Provided data Block Start
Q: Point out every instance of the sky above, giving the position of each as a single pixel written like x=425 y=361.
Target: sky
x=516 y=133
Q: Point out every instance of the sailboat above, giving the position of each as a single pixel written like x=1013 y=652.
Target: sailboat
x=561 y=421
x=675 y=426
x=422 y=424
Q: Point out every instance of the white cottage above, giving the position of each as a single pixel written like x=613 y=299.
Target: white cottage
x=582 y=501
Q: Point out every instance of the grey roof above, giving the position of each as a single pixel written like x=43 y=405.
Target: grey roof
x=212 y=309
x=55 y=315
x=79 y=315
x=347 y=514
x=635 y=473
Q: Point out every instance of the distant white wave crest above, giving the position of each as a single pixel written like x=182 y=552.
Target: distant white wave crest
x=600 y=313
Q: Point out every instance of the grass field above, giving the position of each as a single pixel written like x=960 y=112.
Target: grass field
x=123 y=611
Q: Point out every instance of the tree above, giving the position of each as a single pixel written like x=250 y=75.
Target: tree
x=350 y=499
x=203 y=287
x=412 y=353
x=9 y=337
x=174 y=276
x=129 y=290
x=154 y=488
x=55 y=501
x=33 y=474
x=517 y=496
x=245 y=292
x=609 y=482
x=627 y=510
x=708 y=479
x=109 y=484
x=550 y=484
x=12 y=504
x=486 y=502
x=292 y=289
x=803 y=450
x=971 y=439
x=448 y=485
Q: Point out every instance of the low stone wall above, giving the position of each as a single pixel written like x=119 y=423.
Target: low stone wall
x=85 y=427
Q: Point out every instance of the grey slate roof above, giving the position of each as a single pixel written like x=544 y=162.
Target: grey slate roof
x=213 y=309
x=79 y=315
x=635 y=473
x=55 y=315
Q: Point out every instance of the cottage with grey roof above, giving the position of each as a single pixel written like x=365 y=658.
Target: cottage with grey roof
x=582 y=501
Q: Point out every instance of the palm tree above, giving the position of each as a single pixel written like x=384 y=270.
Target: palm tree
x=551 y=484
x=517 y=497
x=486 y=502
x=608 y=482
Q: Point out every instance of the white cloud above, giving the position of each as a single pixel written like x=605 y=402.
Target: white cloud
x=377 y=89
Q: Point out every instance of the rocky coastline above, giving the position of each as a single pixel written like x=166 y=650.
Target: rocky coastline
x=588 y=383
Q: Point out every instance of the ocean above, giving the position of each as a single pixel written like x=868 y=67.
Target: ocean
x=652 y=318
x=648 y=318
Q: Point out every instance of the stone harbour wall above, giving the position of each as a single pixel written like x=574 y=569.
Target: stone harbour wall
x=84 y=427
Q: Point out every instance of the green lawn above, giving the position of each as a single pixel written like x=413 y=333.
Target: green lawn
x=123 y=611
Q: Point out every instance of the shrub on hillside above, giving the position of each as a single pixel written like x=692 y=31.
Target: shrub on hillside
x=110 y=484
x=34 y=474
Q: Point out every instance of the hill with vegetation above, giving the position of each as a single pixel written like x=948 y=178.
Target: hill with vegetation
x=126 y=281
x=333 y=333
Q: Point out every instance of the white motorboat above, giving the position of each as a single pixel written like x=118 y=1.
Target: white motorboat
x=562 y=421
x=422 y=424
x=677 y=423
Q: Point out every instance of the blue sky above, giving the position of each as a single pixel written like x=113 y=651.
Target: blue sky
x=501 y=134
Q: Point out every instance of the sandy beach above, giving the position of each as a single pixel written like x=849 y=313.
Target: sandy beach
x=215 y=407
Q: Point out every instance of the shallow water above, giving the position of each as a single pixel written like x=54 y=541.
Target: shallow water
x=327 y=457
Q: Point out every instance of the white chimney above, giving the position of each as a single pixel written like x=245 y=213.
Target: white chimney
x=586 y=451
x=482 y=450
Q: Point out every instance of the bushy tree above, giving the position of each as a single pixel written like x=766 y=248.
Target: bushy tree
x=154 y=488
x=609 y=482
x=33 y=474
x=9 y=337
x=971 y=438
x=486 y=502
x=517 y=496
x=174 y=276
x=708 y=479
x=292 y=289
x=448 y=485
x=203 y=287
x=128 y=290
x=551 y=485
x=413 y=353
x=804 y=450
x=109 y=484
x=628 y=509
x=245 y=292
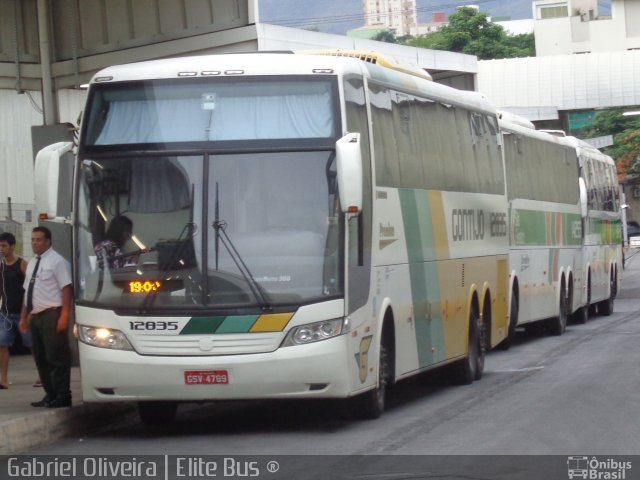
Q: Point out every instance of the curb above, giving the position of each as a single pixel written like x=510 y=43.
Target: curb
x=43 y=428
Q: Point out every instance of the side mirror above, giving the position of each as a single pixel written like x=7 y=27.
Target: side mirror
x=349 y=170
x=583 y=197
x=50 y=175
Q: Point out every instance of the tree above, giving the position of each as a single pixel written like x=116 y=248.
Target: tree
x=626 y=137
x=471 y=32
x=386 y=36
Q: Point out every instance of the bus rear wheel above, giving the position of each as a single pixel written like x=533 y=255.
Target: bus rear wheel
x=558 y=325
x=605 y=307
x=157 y=413
x=581 y=315
x=472 y=366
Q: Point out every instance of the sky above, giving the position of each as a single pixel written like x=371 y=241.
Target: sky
x=338 y=16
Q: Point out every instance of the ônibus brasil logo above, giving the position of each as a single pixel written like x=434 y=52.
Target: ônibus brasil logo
x=597 y=469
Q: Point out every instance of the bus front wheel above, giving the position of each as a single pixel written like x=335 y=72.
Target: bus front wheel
x=371 y=404
x=472 y=366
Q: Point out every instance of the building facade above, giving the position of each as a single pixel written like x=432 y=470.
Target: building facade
x=399 y=16
x=575 y=26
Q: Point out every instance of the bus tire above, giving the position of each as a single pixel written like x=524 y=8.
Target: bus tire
x=471 y=367
x=513 y=323
x=370 y=405
x=157 y=413
x=581 y=315
x=605 y=307
x=558 y=325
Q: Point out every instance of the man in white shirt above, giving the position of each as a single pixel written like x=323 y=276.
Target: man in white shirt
x=48 y=297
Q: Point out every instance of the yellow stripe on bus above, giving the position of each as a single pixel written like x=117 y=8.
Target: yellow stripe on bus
x=273 y=322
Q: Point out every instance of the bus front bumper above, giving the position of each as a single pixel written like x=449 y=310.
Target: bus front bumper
x=317 y=370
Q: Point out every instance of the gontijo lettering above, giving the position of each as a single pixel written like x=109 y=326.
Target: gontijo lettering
x=468 y=224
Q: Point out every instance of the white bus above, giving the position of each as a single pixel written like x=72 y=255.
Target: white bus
x=545 y=228
x=564 y=228
x=303 y=226
x=602 y=231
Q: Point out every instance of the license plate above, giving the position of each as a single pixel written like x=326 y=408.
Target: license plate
x=206 y=377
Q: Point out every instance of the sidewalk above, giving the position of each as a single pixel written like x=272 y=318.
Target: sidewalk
x=23 y=427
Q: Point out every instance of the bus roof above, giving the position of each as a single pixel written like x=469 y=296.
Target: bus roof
x=258 y=64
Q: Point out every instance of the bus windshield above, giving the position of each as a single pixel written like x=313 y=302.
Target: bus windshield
Provided data Block End
**Problem**
With the line that has "Target: grass field" as the first and the line that has "Q: Point out every instance of the cottage" as the last, repeat exactly that run of lines above and no more.

**Answer below**
Target: grass field
x=123 y=611
Q: Point out every instance of the tree above, giving the position of each as a single pixel written like x=250 y=75.
Target: tree
x=350 y=499
x=203 y=287
x=412 y=353
x=9 y=337
x=174 y=276
x=129 y=290
x=154 y=488
x=55 y=501
x=33 y=474
x=517 y=496
x=245 y=292
x=609 y=482
x=627 y=510
x=708 y=479
x=109 y=484
x=550 y=484
x=12 y=504
x=486 y=502
x=292 y=289
x=803 y=450
x=971 y=439
x=448 y=485
Q: Point out every instance of the low stone wall above, giving the position of each as a single pixel written like x=119 y=423.
Target: low stone wall
x=85 y=427
Q: Point out every instance of the grey slate roof above, giving the position of each as a single pixel written like x=544 y=162.
Target: grey slate roof
x=213 y=309
x=79 y=315
x=635 y=473
x=55 y=315
Q: Point out every instance of the cottage with grey roof above, giving the position of each as a single pixel written like x=365 y=658.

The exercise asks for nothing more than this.